▶ [Exercise instructions]: Scan the data for "grey" and copy each matching line.

(Point localization data)
= Beginning of Section =

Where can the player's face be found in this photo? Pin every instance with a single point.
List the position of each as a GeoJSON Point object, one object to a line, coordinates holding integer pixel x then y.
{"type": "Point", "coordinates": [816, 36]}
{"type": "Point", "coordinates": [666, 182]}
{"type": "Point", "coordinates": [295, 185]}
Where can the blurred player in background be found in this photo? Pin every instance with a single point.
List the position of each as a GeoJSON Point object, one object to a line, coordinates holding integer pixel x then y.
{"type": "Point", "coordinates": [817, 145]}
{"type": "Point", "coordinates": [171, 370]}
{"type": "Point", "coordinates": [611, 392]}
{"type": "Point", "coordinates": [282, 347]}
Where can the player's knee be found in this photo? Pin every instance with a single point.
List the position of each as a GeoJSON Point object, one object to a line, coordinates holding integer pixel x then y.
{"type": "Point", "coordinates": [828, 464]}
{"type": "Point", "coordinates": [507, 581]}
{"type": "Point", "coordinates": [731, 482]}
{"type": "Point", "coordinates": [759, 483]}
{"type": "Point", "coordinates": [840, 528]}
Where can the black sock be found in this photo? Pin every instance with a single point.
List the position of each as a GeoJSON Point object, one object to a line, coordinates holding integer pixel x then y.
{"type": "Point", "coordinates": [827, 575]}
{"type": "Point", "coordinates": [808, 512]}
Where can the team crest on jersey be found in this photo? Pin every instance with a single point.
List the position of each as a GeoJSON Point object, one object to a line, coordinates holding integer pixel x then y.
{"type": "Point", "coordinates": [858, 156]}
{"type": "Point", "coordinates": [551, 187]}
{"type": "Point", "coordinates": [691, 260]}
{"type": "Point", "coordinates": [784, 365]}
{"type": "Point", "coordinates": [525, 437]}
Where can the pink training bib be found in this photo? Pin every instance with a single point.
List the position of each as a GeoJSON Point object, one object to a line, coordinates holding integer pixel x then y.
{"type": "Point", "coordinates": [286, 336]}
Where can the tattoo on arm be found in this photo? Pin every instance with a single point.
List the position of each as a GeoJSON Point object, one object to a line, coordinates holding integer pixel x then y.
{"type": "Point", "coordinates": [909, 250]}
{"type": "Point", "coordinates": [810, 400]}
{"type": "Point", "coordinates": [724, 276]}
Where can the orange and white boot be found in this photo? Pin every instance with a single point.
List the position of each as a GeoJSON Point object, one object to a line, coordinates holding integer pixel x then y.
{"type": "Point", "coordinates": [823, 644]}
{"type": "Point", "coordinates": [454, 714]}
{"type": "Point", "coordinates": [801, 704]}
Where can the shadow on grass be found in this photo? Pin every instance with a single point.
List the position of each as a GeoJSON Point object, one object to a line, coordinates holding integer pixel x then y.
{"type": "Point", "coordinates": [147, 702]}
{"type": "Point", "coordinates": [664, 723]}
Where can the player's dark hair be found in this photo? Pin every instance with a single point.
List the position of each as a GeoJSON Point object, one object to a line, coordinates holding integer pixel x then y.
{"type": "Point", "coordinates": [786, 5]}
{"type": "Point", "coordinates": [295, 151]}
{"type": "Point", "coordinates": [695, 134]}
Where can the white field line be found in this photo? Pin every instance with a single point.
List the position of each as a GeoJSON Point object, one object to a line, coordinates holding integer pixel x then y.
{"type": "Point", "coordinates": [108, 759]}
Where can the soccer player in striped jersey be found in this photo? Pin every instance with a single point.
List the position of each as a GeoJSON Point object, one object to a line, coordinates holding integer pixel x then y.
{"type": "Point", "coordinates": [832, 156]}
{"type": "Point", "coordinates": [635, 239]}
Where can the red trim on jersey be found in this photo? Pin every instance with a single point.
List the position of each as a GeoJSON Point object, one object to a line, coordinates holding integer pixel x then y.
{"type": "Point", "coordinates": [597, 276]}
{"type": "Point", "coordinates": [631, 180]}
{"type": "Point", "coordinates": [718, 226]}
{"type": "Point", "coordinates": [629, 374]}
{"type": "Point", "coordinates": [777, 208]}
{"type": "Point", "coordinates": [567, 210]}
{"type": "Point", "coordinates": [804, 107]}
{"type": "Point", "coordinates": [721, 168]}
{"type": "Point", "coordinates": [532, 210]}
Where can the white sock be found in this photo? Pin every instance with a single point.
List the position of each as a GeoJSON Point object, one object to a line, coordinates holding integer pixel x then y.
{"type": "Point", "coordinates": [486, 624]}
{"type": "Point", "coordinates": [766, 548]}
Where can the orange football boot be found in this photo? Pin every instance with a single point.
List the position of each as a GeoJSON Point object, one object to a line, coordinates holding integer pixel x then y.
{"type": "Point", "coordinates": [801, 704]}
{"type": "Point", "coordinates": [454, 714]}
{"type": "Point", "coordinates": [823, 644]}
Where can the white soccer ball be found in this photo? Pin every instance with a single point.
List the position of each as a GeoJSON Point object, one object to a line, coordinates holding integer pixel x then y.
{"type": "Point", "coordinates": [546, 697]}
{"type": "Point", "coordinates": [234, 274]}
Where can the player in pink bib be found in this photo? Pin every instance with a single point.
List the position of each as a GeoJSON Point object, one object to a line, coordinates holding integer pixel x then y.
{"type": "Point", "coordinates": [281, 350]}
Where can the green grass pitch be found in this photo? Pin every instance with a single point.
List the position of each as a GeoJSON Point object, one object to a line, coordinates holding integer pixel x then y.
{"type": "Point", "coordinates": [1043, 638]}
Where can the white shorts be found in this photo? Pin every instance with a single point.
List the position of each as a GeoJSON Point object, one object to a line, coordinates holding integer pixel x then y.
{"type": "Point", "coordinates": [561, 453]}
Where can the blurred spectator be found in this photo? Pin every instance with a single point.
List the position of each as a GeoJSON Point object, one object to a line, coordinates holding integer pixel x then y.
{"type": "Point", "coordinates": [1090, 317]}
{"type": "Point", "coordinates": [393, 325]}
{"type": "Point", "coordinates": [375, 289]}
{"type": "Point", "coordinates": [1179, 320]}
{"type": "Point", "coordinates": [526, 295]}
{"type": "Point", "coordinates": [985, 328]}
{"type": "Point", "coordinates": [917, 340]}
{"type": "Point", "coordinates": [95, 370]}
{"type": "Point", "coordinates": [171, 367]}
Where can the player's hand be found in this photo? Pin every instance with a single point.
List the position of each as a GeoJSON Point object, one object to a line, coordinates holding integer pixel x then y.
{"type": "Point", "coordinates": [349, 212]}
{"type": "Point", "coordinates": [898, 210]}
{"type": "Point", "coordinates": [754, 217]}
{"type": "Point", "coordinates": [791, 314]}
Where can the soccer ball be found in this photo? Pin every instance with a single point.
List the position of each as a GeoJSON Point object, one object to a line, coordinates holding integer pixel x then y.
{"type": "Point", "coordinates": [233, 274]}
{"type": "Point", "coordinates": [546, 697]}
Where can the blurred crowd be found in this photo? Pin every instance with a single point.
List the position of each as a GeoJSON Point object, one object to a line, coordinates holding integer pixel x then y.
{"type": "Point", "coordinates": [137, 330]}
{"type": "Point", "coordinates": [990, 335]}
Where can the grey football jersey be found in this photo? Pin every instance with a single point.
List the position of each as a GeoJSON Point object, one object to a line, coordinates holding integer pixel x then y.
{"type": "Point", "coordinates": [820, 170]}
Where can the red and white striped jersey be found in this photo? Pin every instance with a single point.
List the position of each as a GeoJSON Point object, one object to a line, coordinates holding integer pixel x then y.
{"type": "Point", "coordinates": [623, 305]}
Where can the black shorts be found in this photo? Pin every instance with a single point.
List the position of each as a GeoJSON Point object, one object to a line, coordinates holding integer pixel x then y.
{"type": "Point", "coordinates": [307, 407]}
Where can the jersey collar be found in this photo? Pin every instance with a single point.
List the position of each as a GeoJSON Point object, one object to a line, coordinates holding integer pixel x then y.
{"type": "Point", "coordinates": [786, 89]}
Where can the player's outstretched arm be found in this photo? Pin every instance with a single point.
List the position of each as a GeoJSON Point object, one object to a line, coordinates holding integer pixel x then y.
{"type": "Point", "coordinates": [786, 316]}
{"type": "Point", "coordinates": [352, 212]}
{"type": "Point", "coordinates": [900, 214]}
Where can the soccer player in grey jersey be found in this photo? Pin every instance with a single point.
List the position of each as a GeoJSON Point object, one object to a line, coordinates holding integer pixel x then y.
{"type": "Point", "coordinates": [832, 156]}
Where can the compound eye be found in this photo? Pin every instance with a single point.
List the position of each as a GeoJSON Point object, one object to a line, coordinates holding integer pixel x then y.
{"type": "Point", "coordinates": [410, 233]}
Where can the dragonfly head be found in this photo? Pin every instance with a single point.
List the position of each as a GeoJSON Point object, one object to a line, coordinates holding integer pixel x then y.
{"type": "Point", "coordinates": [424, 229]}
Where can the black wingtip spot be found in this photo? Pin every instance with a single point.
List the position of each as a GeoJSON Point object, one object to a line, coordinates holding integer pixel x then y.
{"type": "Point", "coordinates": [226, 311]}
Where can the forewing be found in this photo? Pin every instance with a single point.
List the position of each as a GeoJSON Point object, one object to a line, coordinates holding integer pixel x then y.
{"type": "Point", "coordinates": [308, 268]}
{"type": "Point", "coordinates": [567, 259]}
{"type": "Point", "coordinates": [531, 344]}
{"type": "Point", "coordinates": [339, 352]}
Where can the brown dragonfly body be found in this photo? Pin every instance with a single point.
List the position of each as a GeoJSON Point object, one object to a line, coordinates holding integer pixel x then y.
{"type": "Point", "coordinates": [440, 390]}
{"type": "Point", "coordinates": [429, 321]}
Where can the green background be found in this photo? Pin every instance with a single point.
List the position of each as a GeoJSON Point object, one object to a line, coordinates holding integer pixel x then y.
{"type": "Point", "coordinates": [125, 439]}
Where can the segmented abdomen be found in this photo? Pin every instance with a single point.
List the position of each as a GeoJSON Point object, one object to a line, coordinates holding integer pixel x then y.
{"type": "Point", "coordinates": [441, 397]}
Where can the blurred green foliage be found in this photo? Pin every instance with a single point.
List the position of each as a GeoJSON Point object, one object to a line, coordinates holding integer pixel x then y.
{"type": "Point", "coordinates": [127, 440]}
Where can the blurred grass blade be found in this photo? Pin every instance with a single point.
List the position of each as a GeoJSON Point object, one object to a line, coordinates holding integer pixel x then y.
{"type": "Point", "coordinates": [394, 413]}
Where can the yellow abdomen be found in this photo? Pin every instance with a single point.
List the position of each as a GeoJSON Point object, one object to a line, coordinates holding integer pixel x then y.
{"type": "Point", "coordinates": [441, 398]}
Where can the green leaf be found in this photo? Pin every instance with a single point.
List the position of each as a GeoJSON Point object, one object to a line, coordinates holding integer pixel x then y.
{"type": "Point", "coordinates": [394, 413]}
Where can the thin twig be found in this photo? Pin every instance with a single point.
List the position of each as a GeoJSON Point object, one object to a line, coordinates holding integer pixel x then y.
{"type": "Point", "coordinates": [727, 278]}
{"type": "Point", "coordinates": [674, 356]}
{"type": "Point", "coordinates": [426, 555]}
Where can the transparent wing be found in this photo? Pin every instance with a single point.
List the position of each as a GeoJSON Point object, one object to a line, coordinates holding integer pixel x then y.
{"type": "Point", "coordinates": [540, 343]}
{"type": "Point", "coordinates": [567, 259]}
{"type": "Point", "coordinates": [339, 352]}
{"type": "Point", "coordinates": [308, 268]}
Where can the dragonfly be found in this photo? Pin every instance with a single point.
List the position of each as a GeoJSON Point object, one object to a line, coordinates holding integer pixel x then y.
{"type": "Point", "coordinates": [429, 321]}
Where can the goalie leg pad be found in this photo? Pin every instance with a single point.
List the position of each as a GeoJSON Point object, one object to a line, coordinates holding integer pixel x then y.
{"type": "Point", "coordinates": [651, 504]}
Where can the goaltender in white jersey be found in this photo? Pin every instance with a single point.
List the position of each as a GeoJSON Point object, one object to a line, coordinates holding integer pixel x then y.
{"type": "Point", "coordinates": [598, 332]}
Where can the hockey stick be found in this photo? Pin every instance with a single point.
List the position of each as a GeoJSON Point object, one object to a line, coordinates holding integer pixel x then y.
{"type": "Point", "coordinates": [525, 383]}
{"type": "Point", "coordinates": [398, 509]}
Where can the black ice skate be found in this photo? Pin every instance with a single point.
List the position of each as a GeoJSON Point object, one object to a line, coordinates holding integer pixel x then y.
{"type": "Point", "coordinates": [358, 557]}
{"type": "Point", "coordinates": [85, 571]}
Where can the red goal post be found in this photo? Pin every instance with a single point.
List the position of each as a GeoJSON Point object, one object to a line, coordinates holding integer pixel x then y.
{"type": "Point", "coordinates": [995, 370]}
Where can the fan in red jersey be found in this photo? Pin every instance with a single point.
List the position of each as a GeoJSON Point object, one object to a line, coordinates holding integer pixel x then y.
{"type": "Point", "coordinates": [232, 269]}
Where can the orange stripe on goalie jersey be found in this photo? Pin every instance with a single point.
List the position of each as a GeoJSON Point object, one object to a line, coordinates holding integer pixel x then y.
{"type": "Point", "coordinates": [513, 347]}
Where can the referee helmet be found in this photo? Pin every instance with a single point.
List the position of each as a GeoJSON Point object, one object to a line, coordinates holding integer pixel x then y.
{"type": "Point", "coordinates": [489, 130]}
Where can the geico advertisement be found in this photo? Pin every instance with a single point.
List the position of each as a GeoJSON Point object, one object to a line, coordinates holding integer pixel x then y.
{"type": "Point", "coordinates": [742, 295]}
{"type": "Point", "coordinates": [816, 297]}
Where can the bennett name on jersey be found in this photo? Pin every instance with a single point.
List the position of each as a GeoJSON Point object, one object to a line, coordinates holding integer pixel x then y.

= End of Section =

▶ [Exercise output]:
Where can the grey football jersey be found in this photo? Pin every instance with a single point.
Where can the soccer player in grey jersey be found in this photo? Pin every instance with a single point.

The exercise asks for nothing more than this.